» **To do**: Set the images aside and retype the whole listing exactly.

START Extracted information

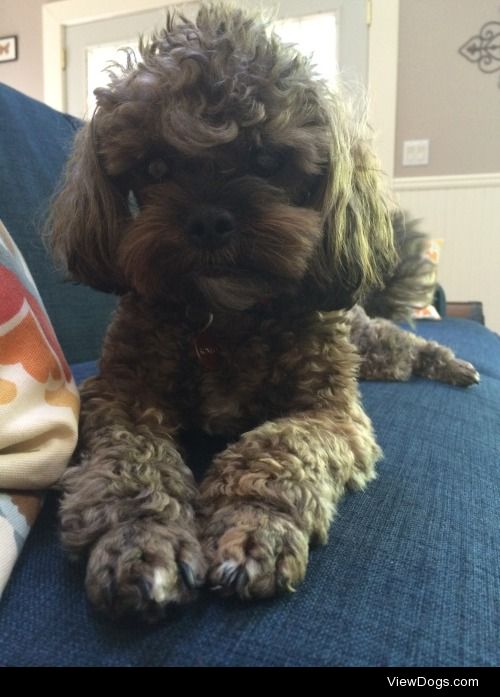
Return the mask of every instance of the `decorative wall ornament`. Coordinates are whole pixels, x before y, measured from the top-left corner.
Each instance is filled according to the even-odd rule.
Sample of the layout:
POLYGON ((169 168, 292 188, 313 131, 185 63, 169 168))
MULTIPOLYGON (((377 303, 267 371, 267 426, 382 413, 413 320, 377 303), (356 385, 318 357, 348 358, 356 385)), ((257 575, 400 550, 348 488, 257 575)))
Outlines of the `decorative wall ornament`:
POLYGON ((500 70, 500 22, 487 22, 479 34, 472 36, 458 52, 483 73, 500 70))
POLYGON ((17 60, 17 36, 0 36, 0 63, 17 60))

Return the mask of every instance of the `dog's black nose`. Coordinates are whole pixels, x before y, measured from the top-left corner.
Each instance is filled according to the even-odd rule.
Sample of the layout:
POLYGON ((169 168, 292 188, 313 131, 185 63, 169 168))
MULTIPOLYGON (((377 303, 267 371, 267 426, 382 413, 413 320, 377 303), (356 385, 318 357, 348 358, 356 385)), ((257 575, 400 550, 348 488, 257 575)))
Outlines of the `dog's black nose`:
POLYGON ((202 207, 192 213, 186 230, 193 242, 206 249, 222 247, 234 234, 234 217, 222 208, 202 207))

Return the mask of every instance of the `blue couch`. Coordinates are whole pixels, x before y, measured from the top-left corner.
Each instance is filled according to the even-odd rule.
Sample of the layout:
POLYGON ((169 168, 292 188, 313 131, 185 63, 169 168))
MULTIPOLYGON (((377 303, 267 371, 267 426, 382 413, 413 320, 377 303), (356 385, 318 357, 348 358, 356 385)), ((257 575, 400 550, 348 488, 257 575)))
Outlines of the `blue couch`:
MULTIPOLYGON (((63 285, 38 235, 77 128, 0 85, 0 218, 78 380, 95 369, 115 301, 63 285)), ((473 361, 481 384, 362 385, 385 459, 343 500, 296 593, 252 604, 205 593, 157 626, 110 624, 61 551, 52 493, 0 601, 0 665, 498 665, 500 339, 448 318, 417 331, 473 361)), ((192 446, 199 473, 220 443, 192 446)))

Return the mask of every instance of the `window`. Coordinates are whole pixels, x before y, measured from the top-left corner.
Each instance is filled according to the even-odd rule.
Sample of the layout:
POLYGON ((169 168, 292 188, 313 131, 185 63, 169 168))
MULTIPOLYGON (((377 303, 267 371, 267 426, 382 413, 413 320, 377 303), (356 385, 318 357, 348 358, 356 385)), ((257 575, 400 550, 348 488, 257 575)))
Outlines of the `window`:
POLYGON ((338 73, 337 22, 333 12, 321 12, 291 19, 274 25, 276 33, 286 43, 297 44, 305 56, 311 56, 316 71, 331 85, 338 73))
POLYGON ((94 113, 96 99, 94 90, 96 87, 104 87, 108 83, 107 67, 111 63, 124 64, 126 54, 124 47, 131 48, 139 54, 139 42, 137 37, 130 41, 120 41, 110 44, 87 46, 85 52, 85 63, 87 73, 87 116, 94 113))
MULTIPOLYGON (((321 77, 332 85, 335 83, 338 73, 337 23, 333 12, 278 20, 274 29, 285 43, 297 44, 304 55, 312 57, 321 77)), ((120 49, 130 47, 138 53, 138 46, 137 38, 132 38, 86 47, 87 115, 92 115, 95 109, 94 89, 108 82, 106 66, 112 62, 124 63, 126 56, 120 49)))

END Extracted information

» **Reply**:
Return the mask of every instance of the `decorative wall ornament`. Coordinates are whole pixels, x before y, measured from the top-left corner.
Each instance is filled according to the even-odd rule.
Sample of the layout:
POLYGON ((169 168, 292 188, 313 131, 185 63, 169 168))
MULTIPOLYGON (((377 303, 267 371, 267 426, 382 413, 413 320, 377 303), (356 385, 318 357, 348 358, 356 385)), ((257 575, 400 550, 348 488, 257 575)))
Outlines of the `decorative wall ornament`:
POLYGON ((500 70, 500 22, 487 22, 479 34, 472 36, 458 52, 483 73, 500 70))
POLYGON ((17 60, 17 36, 0 36, 0 63, 17 60))

Return the mask of every instance of the `dog's black nose`. Coordinates are whole pixels, x before y, measured from the top-left corner.
Each instance is filled according to the even-odd rule.
Sample of the layout:
POLYGON ((169 168, 292 188, 313 131, 185 63, 169 168))
MULTIPOLYGON (((377 303, 267 371, 267 426, 382 413, 413 320, 377 303), (356 385, 318 357, 348 358, 356 385)), ((257 575, 400 550, 348 488, 257 575)))
Outlines of the `dog's black nose`:
POLYGON ((202 207, 192 213, 186 230, 193 242, 206 249, 222 247, 234 234, 234 217, 222 208, 202 207))

Return the mask of every instance of the `blue couch`. Coordinates are whole pixels, x before y, measured from the top-left corner.
Each instance is filled according to the even-odd rule.
Sample of the layout:
POLYGON ((169 168, 292 188, 313 131, 185 63, 169 168))
MULTIPOLYGON (((377 303, 267 371, 267 426, 382 413, 413 320, 377 303), (356 385, 318 357, 348 358, 356 385)), ((257 575, 400 550, 348 488, 257 575)))
Outlines of the `blue couch`:
MULTIPOLYGON (((63 285, 38 235, 77 128, 0 85, 0 218, 78 380, 95 369, 115 301, 63 285)), ((473 361, 481 384, 362 385, 385 459, 343 500, 296 593, 252 604, 205 593, 157 626, 110 624, 61 551, 52 493, 0 601, 0 665, 498 665, 500 339, 448 318, 417 331, 473 361)), ((192 446, 199 473, 220 443, 192 446)))

Return the mask of every instance of the `window`. Coordinates are whole pixels, x before y, measured from the top-left corner.
Each instance is filled according to the even-odd rule.
Sample of the layout:
POLYGON ((169 168, 292 188, 313 131, 185 63, 169 168))
MULTIPOLYGON (((377 303, 267 371, 267 426, 382 413, 413 320, 377 303), (356 385, 318 357, 348 358, 356 385)), ((257 575, 400 550, 348 488, 257 575)))
Outlines of the `window`:
POLYGON ((338 73, 337 22, 333 12, 321 12, 291 19, 274 25, 276 33, 286 43, 297 44, 305 56, 311 56, 316 71, 331 85, 338 73))
POLYGON ((94 113, 96 99, 94 90, 96 87, 104 87, 108 83, 107 67, 111 63, 124 64, 126 54, 124 47, 131 48, 139 54, 139 42, 137 37, 130 41, 120 41, 110 44, 87 46, 85 52, 85 63, 87 73, 87 116, 94 113))
MULTIPOLYGON (((321 77, 332 85, 335 83, 338 73, 337 23, 333 12, 278 20, 274 29, 285 43, 297 44, 304 55, 312 57, 321 77)), ((120 49, 130 47, 138 53, 138 46, 137 38, 132 38, 86 47, 87 115, 92 115, 95 109, 94 89, 108 82, 106 66, 112 62, 124 63, 126 56, 120 49)))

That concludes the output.